▶ Your task
Word for word, print the entries that follow.

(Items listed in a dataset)
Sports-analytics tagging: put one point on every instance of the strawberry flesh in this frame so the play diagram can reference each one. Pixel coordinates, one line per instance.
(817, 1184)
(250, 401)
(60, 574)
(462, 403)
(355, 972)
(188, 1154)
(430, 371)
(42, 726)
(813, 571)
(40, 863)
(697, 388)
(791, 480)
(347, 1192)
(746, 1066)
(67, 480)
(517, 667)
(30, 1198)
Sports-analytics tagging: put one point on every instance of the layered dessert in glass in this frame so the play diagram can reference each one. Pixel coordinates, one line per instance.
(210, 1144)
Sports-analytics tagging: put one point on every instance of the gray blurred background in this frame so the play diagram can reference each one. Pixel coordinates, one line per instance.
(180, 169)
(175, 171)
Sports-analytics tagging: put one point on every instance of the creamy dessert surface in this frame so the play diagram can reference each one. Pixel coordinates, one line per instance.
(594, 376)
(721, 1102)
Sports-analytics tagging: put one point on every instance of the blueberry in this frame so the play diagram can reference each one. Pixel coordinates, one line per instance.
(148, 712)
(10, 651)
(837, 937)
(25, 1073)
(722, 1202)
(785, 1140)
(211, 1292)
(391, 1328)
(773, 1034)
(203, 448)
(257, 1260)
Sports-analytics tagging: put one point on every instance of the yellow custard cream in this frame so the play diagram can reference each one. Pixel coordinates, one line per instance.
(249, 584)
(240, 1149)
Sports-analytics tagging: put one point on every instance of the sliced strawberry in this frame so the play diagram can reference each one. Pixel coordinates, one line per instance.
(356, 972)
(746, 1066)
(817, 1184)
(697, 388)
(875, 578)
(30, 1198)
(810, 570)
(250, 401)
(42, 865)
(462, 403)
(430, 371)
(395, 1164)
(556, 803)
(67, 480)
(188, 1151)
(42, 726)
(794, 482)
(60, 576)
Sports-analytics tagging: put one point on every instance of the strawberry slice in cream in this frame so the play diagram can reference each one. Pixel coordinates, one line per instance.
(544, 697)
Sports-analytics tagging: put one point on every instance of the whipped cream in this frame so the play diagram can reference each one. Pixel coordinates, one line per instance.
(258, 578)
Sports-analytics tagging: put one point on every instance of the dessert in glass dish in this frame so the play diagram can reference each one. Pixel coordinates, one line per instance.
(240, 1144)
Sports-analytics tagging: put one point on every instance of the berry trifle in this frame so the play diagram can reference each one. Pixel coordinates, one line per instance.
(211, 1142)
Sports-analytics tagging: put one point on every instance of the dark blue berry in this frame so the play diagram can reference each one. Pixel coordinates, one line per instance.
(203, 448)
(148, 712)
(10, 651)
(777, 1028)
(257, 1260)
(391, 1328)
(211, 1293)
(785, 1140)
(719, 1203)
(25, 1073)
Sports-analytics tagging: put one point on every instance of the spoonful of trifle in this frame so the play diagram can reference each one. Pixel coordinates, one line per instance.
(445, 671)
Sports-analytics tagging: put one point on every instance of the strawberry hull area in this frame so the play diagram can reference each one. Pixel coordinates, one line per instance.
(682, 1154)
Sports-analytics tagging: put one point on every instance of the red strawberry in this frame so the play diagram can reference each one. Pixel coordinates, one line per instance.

▶ Written response
Sports-analytics tagging: put one point on every instance of the strawberry flesh in this frame so the play diagram can reference each one. Pixel coordinates, one line per instance.
(817, 1184)
(250, 401)
(60, 574)
(462, 403)
(355, 972)
(188, 1154)
(430, 371)
(42, 726)
(813, 571)
(40, 863)
(697, 388)
(791, 480)
(347, 1192)
(746, 1066)
(67, 480)
(517, 667)
(30, 1198)
Sports-analytics tagging: put one point on every instance of the layered dessert in glass in this frame so the play diagram can reference each one. Pixel coordinates, one line per instance.
(210, 1144)
Sports-analytics tagging: put one point on every instance of the gray blurred background in this frame so the play diagram can reference each one. Pixel coordinates, one line per instance.
(180, 169)
(175, 171)
Sports-analytics tagging: put one point on every instance of the creamy dessert surface in this frame so the play diagram can reference each one. Pixel coordinates, one line per instance.
(594, 376)
(721, 1102)
Sports-analytics tagging: put one point on every instance of the blueberry in this frame so the play diagram can reference each one. Pixel coordinates, one line per instance.
(148, 712)
(10, 651)
(837, 937)
(25, 1073)
(722, 1202)
(785, 1140)
(211, 1292)
(391, 1328)
(773, 1034)
(203, 448)
(257, 1260)
Sports-analytics tagging: put one point on every instance of the yellow custard cream in this frame so the play diagram can reference each one. Pixel coordinates, one line per instance.
(249, 584)
(240, 1149)
Sports-analytics tagging: put one point on every instance of the sliced strawberry in this frame so the play diagram can reference each one. Pixel coordinates, one line per instance.
(356, 972)
(746, 1066)
(817, 1184)
(697, 388)
(875, 578)
(30, 1198)
(810, 570)
(250, 401)
(42, 865)
(462, 403)
(430, 371)
(395, 1164)
(556, 803)
(67, 480)
(188, 1151)
(42, 726)
(794, 482)
(60, 576)
Sports-analytics tagging: put one point on every instance of the strawberry slice in cream in this frame so the play diagram can reference each one. Pixel coordinates, one line per instance.
(544, 697)
Sports-analytics tagging: put one point on every instance of the whipped cream in this frame so the play diagram can reference each one. Pixel coordinates, one line per instance.
(258, 578)
Sports-analytics tagging: put one point on every instance of the dessert in glass dish in this frame so the play diagram can reference each one. Pixel coordinates, one line per instance.
(240, 1144)
Sports-analytics tagging: put one point on every instance of the berry trifle in this frame so the play diagram can reference each one. Pixel coordinates, one line per instance.
(211, 1142)
Sports-analytics tagging: put one point on every instance of the dark blue berry in this frame so the play diagram can reference each one. Pixel coordinates, one line per instance.
(203, 448)
(148, 712)
(10, 651)
(777, 1028)
(257, 1260)
(391, 1328)
(211, 1293)
(785, 1140)
(719, 1203)
(25, 1073)
Sports-analytics tagging: put one point on every instance of the spoonful of trifle in this frame so the play diagram can reference each one. Pixel coordinates, one line per instance.
(445, 671)
Sports-analytics tagging: put one point on every instance of the strawberry hull area in this frame so the play diagram can reference each one. Pixel coordinates, one line per instance.
(682, 1154)
Sports-analytics tagging: put one point on every instance of the red strawberry in this frame so the play diagram can reference each one. Pixel coordinates, one line per instance.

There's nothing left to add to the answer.